# SUPPLIED PASSAGE
————
Last reviewed 25 September 2017
One of the significant changes within ISO 14001:2015 is the requirement relating to lifecycle management. But what does this really mean? Alan Field considers this question.
For those who already operate an environmental management system (EMS) that meets ISO 14001:2004 requirements, then the new ISO 14001:2015 presents both a number of opportunities as well as challenges.
One of these is a new, explicit requirement as to defining operational planning and controls which are consistent with a lifecycle perspective (Clause 8.1). Lifecycle itself is defined with Clause 3.3.3. However, the definition is very broad and talks about consecutive and interlinked stages of a product or service system from raw materials acquisition to final disposal.
To some organisations this definition of lifecycle would include the so called “circular economy” where the assumption is that what is consumed will then be reused or recycled back into a virtuous cycle of use and re-use. To some, lifecycle includes energy management — the less energy use, then the less that needs to be generated; the more carbon efficient a building then the less consumption need to climate control it, as well as the obvious less carbon emissions from the structure itself.
————
# OBJECTIVE A
Please pick out every line of the records that contains the word "tree", treating uppercase and lowercase as different.
The ISO 14001:2015 article and the records are unrelated material.
————
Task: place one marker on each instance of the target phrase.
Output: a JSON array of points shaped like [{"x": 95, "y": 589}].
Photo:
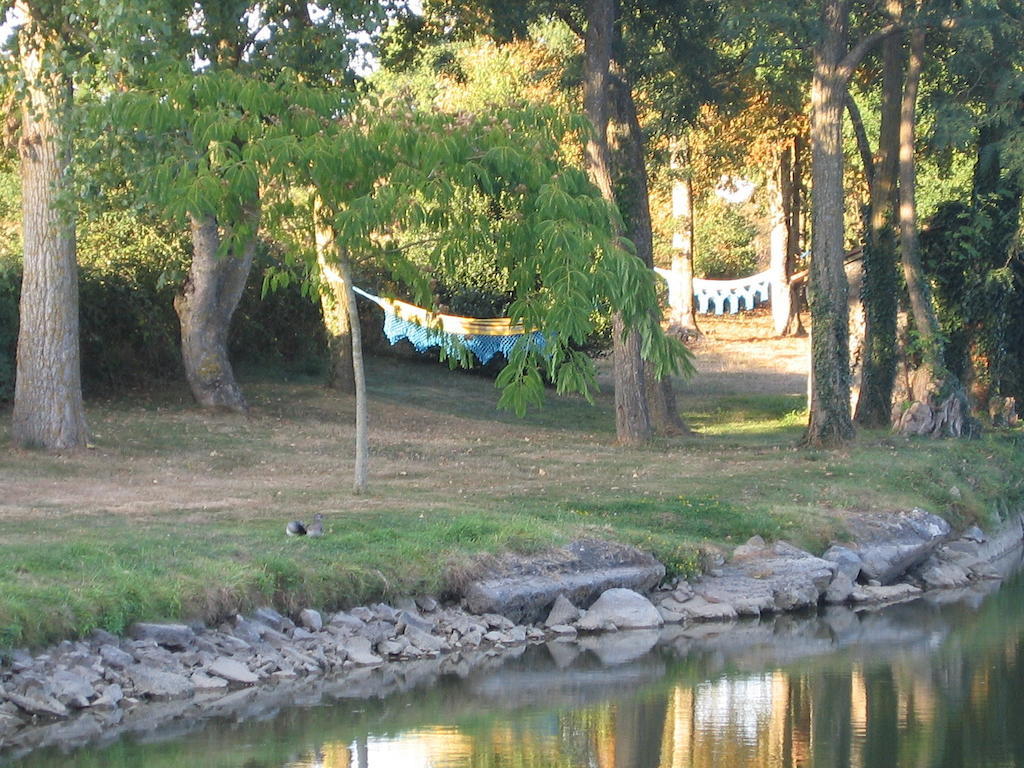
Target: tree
[
  {"x": 880, "y": 292},
  {"x": 381, "y": 175},
  {"x": 214, "y": 124},
  {"x": 641, "y": 42},
  {"x": 48, "y": 411},
  {"x": 830, "y": 423}
]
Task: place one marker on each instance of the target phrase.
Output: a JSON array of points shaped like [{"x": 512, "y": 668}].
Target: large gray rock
[
  {"x": 175, "y": 636},
  {"x": 891, "y": 544},
  {"x": 38, "y": 702},
  {"x": 623, "y": 608},
  {"x": 884, "y": 594},
  {"x": 840, "y": 589},
  {"x": 522, "y": 588},
  {"x": 311, "y": 620},
  {"x": 72, "y": 688},
  {"x": 698, "y": 609},
  {"x": 232, "y": 671},
  {"x": 360, "y": 652},
  {"x": 423, "y": 640},
  {"x": 745, "y": 595},
  {"x": 159, "y": 684},
  {"x": 114, "y": 656},
  {"x": 846, "y": 560},
  {"x": 561, "y": 612}
]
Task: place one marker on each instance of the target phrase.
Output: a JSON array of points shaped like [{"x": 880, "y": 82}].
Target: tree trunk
[
  {"x": 359, "y": 376},
  {"x": 925, "y": 320},
  {"x": 208, "y": 299},
  {"x": 632, "y": 417},
  {"x": 783, "y": 190},
  {"x": 633, "y": 193},
  {"x": 881, "y": 283},
  {"x": 682, "y": 313},
  {"x": 48, "y": 411},
  {"x": 334, "y": 295},
  {"x": 829, "y": 424},
  {"x": 795, "y": 217}
]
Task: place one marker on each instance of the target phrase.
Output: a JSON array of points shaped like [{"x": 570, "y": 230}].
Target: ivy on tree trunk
[
  {"x": 48, "y": 411},
  {"x": 205, "y": 305}
]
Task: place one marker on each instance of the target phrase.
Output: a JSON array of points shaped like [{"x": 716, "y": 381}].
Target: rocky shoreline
[{"x": 102, "y": 687}]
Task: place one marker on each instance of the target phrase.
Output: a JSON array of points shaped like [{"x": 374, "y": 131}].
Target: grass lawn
[{"x": 180, "y": 514}]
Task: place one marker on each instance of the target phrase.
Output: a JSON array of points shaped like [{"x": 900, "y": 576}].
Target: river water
[{"x": 936, "y": 682}]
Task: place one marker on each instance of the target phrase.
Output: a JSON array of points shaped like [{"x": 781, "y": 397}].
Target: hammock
[
  {"x": 721, "y": 293},
  {"x": 424, "y": 329}
]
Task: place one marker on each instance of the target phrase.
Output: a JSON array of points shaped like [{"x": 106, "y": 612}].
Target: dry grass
[{"x": 178, "y": 512}]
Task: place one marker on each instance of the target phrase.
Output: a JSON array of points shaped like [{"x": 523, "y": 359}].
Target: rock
[
  {"x": 698, "y": 609},
  {"x": 39, "y": 704},
  {"x": 363, "y": 613},
  {"x": 522, "y": 588},
  {"x": 671, "y": 616},
  {"x": 941, "y": 570},
  {"x": 840, "y": 589},
  {"x": 882, "y": 594},
  {"x": 498, "y": 622},
  {"x": 72, "y": 688},
  {"x": 974, "y": 534},
  {"x": 393, "y": 647},
  {"x": 563, "y": 630},
  {"x": 360, "y": 652},
  {"x": 110, "y": 698},
  {"x": 426, "y": 603},
  {"x": 341, "y": 619},
  {"x": 413, "y": 619},
  {"x": 755, "y": 546},
  {"x": 20, "y": 659},
  {"x": 621, "y": 647},
  {"x": 159, "y": 684},
  {"x": 174, "y": 636},
  {"x": 114, "y": 656},
  {"x": 422, "y": 640},
  {"x": 204, "y": 682},
  {"x": 747, "y": 596},
  {"x": 249, "y": 632},
  {"x": 271, "y": 619},
  {"x": 311, "y": 620},
  {"x": 563, "y": 611},
  {"x": 846, "y": 560},
  {"x": 232, "y": 671},
  {"x": 625, "y": 608},
  {"x": 889, "y": 545}
]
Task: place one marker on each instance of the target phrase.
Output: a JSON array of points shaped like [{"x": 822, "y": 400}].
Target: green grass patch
[{"x": 179, "y": 514}]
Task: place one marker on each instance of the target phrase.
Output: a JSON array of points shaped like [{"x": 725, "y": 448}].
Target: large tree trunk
[
  {"x": 925, "y": 321},
  {"x": 830, "y": 424},
  {"x": 334, "y": 295},
  {"x": 632, "y": 418},
  {"x": 205, "y": 305},
  {"x": 784, "y": 216},
  {"x": 881, "y": 286},
  {"x": 682, "y": 313},
  {"x": 634, "y": 196},
  {"x": 48, "y": 411},
  {"x": 359, "y": 377},
  {"x": 940, "y": 404}
]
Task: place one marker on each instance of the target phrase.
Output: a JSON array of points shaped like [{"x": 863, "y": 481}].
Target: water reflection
[{"x": 922, "y": 684}]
————
# OBJECTIVE B
In the ISO 14001:2015 article, which clause defines lifecycle?

# FULL OUTPUT A
Target: tree
Target: tree trunk
Target: ivy on tree trunk
Target: large tree trunk

# FULL OUTPUT B
Clause 3.3.3